Vous en avez marre des actualités autour de l’augmentation du prix de l’essence et vous aimeriez voir des voitures lancées à pleine vitesse sans que le carburant ne soit un problème ? Les températures caniculaires de ces dernières semaines vous manquent déjà et vous aimeriez contempler des paysages arides et desséchés pour vous rappeler de la chaleur ? Ou, plus sérieusement, vous souhaitez découvrir un récent classique du cinéma post-apocalyptique ? Si pour vous la réponse à ces questions (ou du moins à la dernière) est plutôt oui, je vous recommande Mad Max : Fury Road, sorti en salles en 2015.

Si Mad Max : Fury Road marque une rupture avec les autres films de la saga, ce n’est pas seulement parce qu’il relègue Max au second plan ; c’est aussi parce qu’il introduit sans ambiguïté un propos féministe radical.

Qu’est-ce que c’est « Mad Max » ? C’est une série de quatre films, réalisée par George Miller, dont les trois premiers opus furent produits dans les années 80 (en 1979, 1981 et 1985). C’est l’histoire de Max, un ex-flic australien devenu survivant solitaire après l’effondrement de la société, particulièrement marqué par la mort de ses proches et donc peu porté à la vie en communauté.

Mad Max, l’origine

Si le premier Mad Max présente déjà des paysages désertiques, ce n’est qu’à partir du deuxième que l’ancrage post-apocalyptique est vraiment assumé. Les trois premiers films sont très différents dans leur contenu, mais ils suivent tous les trois Max et ses aventures dans un monde particulièrement impitoyable. L’univers formé par George Miller est très reconnaissable : les courses poursuites enragées, les vêtements des méchants inspirés des tenues BDSM des milieux gays dans les années 70 et 80, les voitures customisées à l’aide de matériaux de récupération… Bref, les premiers films relèvent d’un imaginaire très masculin et viriliste, exaltant la valeur d’un personnage individualiste mais protecteur, taciturne mais efficace.

Mad Max : Fury Road tranche

Sorti trente ans après le troisième opus, Mad Max : Fury Road tranche avec ses trois prédécesseurs. Dans ce dernier opus, on découvre un monde ravagé par une guerre nucléaire, dans lequel différents clans de pillards font régner la violence à moto ou en voiture et où l’eau et le pétrole sont des ressources rares. Dans cet univers postapocalyptique, Furiosa, lieutenante d’Immortan Joe, un tyran qui monopolise l’eau, trahit ce dernier et part avec les précieuses « épouses » d’Immortan, aussi surnommées « pondeuses » (« breeders »), des femmes qui, on l’aura compris, sont réduites à leur statut de génitrices potentielles. Max est quant à lui fait prisonnier par l’armée de « War boys » (« garçons de guerre ») d’Immortan, et après être parvenu à se libérer, décide d’aider Furiosa dans sa fuite.

--- LISTE DES ENTRÉES ---
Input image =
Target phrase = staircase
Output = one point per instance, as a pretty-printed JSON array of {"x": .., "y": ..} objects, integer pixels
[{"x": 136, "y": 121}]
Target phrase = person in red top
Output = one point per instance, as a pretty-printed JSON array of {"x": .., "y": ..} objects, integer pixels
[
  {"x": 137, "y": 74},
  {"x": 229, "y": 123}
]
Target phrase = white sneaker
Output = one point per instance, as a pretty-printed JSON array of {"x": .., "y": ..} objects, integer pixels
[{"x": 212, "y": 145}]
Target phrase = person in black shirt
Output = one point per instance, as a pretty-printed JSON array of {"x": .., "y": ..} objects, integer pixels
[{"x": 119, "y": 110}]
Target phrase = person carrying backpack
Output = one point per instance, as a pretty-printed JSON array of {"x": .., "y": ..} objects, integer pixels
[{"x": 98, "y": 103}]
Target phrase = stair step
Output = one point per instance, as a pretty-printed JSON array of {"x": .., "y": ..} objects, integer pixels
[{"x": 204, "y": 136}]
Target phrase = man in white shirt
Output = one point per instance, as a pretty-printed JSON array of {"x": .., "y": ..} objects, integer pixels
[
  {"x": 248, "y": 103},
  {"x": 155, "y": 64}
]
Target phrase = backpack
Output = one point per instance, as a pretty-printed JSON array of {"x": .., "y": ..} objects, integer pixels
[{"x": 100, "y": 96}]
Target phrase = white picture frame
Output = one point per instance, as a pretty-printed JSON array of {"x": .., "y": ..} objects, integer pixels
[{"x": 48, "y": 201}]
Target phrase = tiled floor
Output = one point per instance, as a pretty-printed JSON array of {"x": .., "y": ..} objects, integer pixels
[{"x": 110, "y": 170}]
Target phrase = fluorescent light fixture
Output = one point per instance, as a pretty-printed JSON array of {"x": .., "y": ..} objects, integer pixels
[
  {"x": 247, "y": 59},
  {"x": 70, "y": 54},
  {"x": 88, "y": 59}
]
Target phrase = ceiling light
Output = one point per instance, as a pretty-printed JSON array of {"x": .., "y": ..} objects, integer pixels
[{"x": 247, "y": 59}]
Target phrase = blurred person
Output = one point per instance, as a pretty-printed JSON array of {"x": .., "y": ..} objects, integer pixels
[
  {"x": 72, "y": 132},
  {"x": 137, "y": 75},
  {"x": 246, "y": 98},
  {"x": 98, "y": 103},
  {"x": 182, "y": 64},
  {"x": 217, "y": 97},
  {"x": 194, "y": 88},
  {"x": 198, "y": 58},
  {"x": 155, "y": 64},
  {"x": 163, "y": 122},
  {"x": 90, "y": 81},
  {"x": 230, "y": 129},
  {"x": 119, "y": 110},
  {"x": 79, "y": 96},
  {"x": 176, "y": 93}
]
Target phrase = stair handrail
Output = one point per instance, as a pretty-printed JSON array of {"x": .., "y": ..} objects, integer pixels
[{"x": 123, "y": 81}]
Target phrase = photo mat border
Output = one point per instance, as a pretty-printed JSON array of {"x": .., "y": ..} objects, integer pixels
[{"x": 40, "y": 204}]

--- PROBLÈME À RÉSOUDRE ---
Pouvez-vous recopier le passage de l'article sur Mad Max compris entre « Mad Max, l’origine » et « taciturne mais efficace. » inclus, en substituant « hostile » à « impitoyable » ? On peut se passer de la liste.

--- RÉPONSE RÉDIGÉE ---
Mad Max, l’origine

Si le premier Mad Max présente déjà des paysages désertiques, ce n’est qu’à partir du deuxième que l’ancrage post-apocalyptique est vraiment assumé. Les trois premiers films sont très différents dans leur contenu, mais ils suivent tous les trois Max et ses aventures dans un monde particulièrement hostile. L’univers formé par George Miller est très reconnaissable : les courses poursuites enragées, les vêtements des méchants inspirés des tenues BDSM des milieux gays dans les années 70 et 80, les voitures customisées à l’aide de matériaux de récupération… Bref, les premiers films relèvent d’un imaginaire très masculin et viriliste, exaltant la valeur d’un personnage individualiste mais protecteur, taciturne mais efficace.